*EXERCISE DIRECTIONS*
Extract every line of the items below that contains the word "rough", and copy each one in full.

*RECORDS*

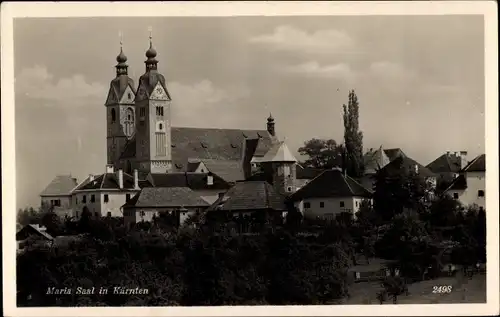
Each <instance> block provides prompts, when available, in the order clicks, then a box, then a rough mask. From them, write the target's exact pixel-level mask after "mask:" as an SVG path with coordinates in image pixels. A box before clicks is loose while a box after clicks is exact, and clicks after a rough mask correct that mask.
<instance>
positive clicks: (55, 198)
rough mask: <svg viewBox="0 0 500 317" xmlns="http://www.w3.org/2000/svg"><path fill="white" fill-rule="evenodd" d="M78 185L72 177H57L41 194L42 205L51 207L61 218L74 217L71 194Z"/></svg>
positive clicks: (77, 183) (42, 191)
mask: <svg viewBox="0 0 500 317" xmlns="http://www.w3.org/2000/svg"><path fill="white" fill-rule="evenodd" d="M77 185H78V183H77V180H76V178H74V177H72V176H71V175H59V176H56V177H55V178H54V179H53V180H52V181H51V182H50V183H49V184H48V185H47V187H45V189H44V190H43V191H42V192H41V193H40V198H41V205H42V206H49V207H50V209H51V210H52V211H53V212H54V213H56V214H57V215H58V216H60V217H64V216H72V213H73V211H72V205H71V192H72V191H73V189H74V188H75V187H76V186H77Z"/></svg>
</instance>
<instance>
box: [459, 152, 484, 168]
mask: <svg viewBox="0 0 500 317" xmlns="http://www.w3.org/2000/svg"><path fill="white" fill-rule="evenodd" d="M485 171H486V154H481V155H479V156H478V157H476V158H475V159H473V160H472V161H471V162H470V163H469V165H467V166H466V167H465V168H464V172H485Z"/></svg>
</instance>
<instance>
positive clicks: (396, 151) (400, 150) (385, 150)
mask: <svg viewBox="0 0 500 317" xmlns="http://www.w3.org/2000/svg"><path fill="white" fill-rule="evenodd" d="M384 153H385V155H387V157H388V158H389V160H390V161H391V162H392V161H394V160H395V159H396V158H398V157H400V156H406V154H405V153H404V152H403V150H401V149H400V148H394V149H384Z"/></svg>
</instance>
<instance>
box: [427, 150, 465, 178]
mask: <svg viewBox="0 0 500 317" xmlns="http://www.w3.org/2000/svg"><path fill="white" fill-rule="evenodd" d="M461 165H462V159H461V158H460V156H457V155H450V154H448V153H444V154H443V155H441V156H440V157H438V158H437V159H435V160H434V161H432V162H431V163H429V164H427V166H426V167H427V168H428V169H429V170H431V171H432V172H434V173H438V174H439V173H458V172H460V170H461V168H462V166H461Z"/></svg>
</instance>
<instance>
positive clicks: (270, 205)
mask: <svg viewBox="0 0 500 317" xmlns="http://www.w3.org/2000/svg"><path fill="white" fill-rule="evenodd" d="M270 209H271V210H277V211H284V210H286V205H285V197H284V196H282V195H280V194H279V193H278V192H276V191H275V190H274V188H273V187H272V186H271V185H270V184H269V183H268V182H265V181H245V182H237V183H236V184H235V185H234V186H233V187H231V188H230V189H229V190H228V191H227V192H226V193H225V194H224V195H223V196H222V197H219V198H218V199H217V200H216V201H215V202H214V203H213V205H212V206H210V208H209V210H226V211H257V210H270Z"/></svg>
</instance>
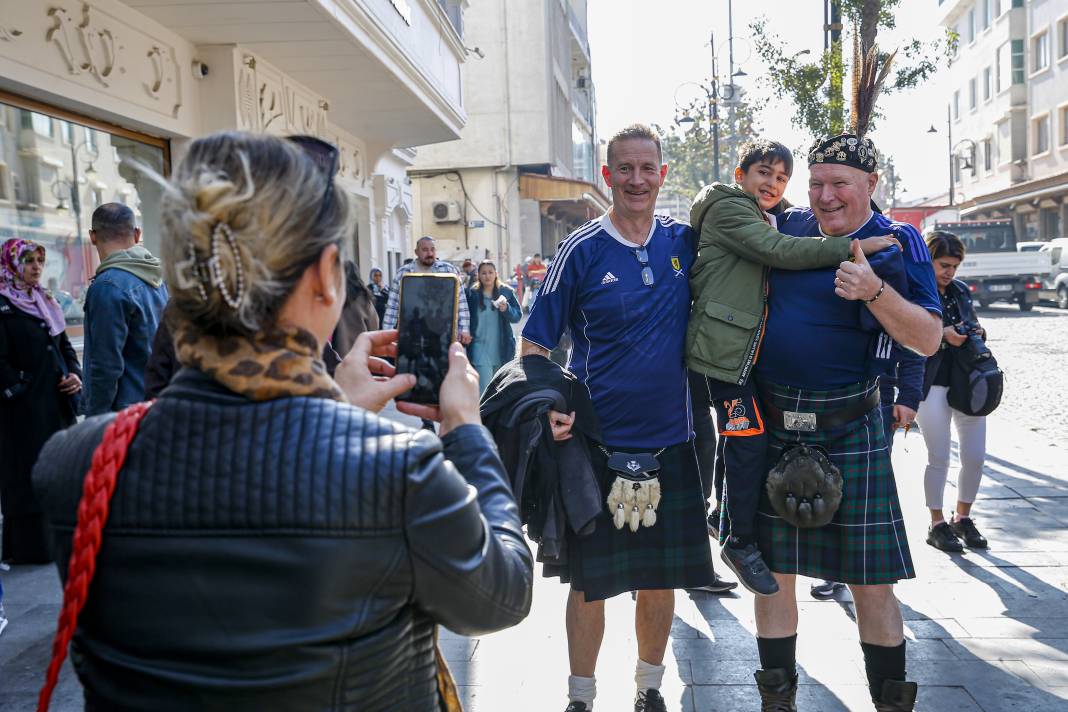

*FINISHED EXERCISE*
Each <instance> block provides prompts, when available, in the order clicks, then a box, then a rough mask. From them, write the target's exact pixel-level mask after "mask:" as an SVG path with coordinates in image pixels. A box before clicks is loose while a box after clicks is exact, and clicks after a rough mask correct that mask.
rough mask: <svg viewBox="0 0 500 317" xmlns="http://www.w3.org/2000/svg"><path fill="white" fill-rule="evenodd" d="M78 185L72 177H57L41 194L42 205L51 207L61 218L74 217L71 194Z"/></svg>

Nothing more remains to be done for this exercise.